▸ **WORK TASK**: Copy the passage on vaccines and pharmaceutical compositions word for word.

▸ **TEXT PROVIDED**:
Vaccines may comprise one or more such polypeptides or cells and a non-specific immune response enhancer. A non-specific immune response enhancer may be any substance that enhances an immune response to an exogenous antigen. Examples of non-specific immune response enhancers include adjuvants, biodegradable microspheres {e.g., poly lactic galactide) and liposomes (into which the compound is incorporated; see e.g., Fullerton, U.S. Patent No. 4,235,877). Vaccine preparation is generally described in, for example, M.F. Powell and M.J. Newman, eds., "Vaccine Design (the subunit and adjuvant approach)," Plenum Press (NY, 1995). Vaccines may be designed to generate antibody immunity and/or cellular immunity such as that arising from CTL or CD4+ T cells.

Pharmaceutical compositions and vaccines within the scope of the present invention may also contain other compounds, which may be biologically active or inactive. For example, one or more immunogenic portions of other tumor antigens may be present, either incorporated into a fusion polypeptide or as a separate compound, within the composition or vaccine. Polypeptides may, but need not, be conjugated to other macromolecules as described, for example, within US Patent Nos. 4,372,945 and 4,474,757. Pharmaceutical compositions and vaccines may generally be used for prophylactic and therapeutic purposes.

▸ **DATA LISTING**:
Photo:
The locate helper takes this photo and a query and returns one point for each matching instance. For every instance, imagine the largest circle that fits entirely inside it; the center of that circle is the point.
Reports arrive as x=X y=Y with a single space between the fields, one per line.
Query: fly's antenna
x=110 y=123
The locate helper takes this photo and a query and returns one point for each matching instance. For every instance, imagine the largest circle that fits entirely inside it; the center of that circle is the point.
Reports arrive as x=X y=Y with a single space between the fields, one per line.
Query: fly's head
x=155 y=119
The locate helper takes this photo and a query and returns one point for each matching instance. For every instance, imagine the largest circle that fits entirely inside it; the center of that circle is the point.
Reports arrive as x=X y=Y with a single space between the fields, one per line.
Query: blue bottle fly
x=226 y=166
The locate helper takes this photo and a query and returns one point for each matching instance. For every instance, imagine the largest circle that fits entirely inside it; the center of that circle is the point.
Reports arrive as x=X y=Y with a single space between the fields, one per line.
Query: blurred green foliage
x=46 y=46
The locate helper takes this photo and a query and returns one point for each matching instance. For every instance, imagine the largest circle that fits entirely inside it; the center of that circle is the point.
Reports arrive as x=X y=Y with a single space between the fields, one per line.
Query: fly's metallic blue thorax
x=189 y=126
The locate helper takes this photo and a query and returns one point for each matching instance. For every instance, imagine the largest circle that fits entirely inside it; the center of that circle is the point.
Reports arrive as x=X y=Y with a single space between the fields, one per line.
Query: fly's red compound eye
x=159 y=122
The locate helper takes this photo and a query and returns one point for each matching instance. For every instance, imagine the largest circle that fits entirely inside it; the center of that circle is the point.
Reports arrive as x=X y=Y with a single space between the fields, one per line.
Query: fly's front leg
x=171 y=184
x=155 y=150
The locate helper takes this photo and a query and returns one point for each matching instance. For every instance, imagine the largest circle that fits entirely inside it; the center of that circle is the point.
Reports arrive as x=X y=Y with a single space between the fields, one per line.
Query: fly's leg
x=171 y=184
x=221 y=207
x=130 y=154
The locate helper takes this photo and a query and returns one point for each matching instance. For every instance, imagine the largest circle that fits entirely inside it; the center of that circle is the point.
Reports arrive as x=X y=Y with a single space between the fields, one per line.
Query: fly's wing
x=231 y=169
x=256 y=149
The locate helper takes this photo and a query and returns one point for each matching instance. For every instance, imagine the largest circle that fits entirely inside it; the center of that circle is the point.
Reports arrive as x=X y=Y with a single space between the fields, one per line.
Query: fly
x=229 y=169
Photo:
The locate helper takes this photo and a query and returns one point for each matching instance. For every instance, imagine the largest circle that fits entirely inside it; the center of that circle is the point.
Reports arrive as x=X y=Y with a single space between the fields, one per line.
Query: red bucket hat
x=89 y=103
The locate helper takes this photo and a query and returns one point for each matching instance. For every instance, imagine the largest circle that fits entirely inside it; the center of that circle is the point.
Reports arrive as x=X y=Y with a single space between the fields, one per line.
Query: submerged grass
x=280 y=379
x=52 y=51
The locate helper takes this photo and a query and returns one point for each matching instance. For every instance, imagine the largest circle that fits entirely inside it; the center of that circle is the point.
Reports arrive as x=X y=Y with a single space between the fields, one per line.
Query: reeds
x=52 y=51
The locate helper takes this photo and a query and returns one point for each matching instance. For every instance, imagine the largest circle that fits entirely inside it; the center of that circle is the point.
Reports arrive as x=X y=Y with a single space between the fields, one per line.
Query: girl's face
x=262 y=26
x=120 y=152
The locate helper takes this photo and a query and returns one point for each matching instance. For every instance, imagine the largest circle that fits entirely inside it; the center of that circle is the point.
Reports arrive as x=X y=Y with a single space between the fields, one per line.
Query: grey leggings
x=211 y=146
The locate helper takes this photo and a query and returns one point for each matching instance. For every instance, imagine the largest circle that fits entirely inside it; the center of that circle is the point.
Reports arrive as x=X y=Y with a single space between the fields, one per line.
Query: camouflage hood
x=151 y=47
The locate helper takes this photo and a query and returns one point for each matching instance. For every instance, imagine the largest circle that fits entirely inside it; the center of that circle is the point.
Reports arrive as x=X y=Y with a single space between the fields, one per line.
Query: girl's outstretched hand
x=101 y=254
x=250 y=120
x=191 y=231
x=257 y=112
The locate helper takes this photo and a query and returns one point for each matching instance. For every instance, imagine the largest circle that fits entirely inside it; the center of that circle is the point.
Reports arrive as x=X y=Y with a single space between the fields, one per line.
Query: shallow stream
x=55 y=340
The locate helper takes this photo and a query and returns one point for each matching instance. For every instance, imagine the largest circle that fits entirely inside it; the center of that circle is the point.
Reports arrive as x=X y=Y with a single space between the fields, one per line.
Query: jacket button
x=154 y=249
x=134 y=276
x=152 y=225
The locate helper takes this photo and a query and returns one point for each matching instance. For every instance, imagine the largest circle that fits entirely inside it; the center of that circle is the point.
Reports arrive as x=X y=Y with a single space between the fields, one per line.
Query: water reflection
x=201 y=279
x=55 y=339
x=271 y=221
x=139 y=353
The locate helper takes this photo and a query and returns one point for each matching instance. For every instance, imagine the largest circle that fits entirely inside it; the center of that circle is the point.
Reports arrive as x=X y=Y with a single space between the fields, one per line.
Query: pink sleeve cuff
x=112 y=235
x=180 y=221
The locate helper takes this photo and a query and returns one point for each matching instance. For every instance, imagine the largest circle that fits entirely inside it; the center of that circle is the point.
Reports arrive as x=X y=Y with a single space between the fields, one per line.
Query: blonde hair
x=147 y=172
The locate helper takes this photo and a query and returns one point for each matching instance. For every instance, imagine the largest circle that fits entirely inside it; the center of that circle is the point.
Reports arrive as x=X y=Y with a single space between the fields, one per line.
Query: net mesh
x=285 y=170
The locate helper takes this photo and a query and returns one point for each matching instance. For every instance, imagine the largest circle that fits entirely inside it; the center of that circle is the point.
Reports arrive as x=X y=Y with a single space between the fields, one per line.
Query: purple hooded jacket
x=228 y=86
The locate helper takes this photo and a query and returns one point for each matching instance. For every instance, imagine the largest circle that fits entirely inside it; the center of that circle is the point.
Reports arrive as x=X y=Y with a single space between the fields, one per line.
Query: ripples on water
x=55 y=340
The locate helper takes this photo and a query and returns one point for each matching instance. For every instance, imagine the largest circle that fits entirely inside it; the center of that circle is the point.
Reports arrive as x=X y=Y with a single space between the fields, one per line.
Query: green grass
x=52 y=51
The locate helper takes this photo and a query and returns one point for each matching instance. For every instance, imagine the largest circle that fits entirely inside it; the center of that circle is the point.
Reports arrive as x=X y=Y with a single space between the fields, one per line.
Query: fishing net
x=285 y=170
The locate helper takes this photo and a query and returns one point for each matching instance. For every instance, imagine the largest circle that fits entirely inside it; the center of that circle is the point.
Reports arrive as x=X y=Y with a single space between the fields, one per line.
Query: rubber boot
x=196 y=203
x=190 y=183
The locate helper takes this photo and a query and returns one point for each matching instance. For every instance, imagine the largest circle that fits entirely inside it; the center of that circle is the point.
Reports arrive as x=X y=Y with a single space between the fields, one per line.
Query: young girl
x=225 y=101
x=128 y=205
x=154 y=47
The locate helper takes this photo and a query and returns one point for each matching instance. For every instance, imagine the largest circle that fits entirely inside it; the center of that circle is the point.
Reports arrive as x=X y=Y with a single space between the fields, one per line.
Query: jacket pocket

▸ **REPLY**:
Vaccines may comprise one or more such polypeptides or cells and a non-specific immune response enhancer. A non-specific immune response enhancer may be any substance that enhances an immune response to an exogenous antigen. Examples of non-specific immune response enhancers include adjuvants, biodegradable microspheres {e.g., poly lactic galactide) and liposomes (into which the compound is incorporated; see e.g., Fullerton, U.S. Patent No. 4,235,877). Vaccine preparation is generally described in, for example, M.F. Powell and M.J. Newman, eds., "Vaccine Design (the subunit and adjuvant approach)," Plenum Press (NY, 1995). Vaccines may be designed to generate antibody immunity and/or cellular immunity such as that arising from CTL or CD4+ T cells.

Pharmaceutical compositions and vaccines within the scope of the present invention may also contain other compounds, which may be biologically active or inactive. For example, one or more immunogenic portions of other tumor antigens may be present, either incorporated into a fusion polypeptide or as a separate compound, within the composition or vaccine. Polypeptides may, but need not, be conjugated to other macromolecules as described, for example, within US Patent Nos. 4,372,945 and 4,474,757. Pharmaceutical compositions and vaccines may generally be used for prophylactic and therapeutic purposes.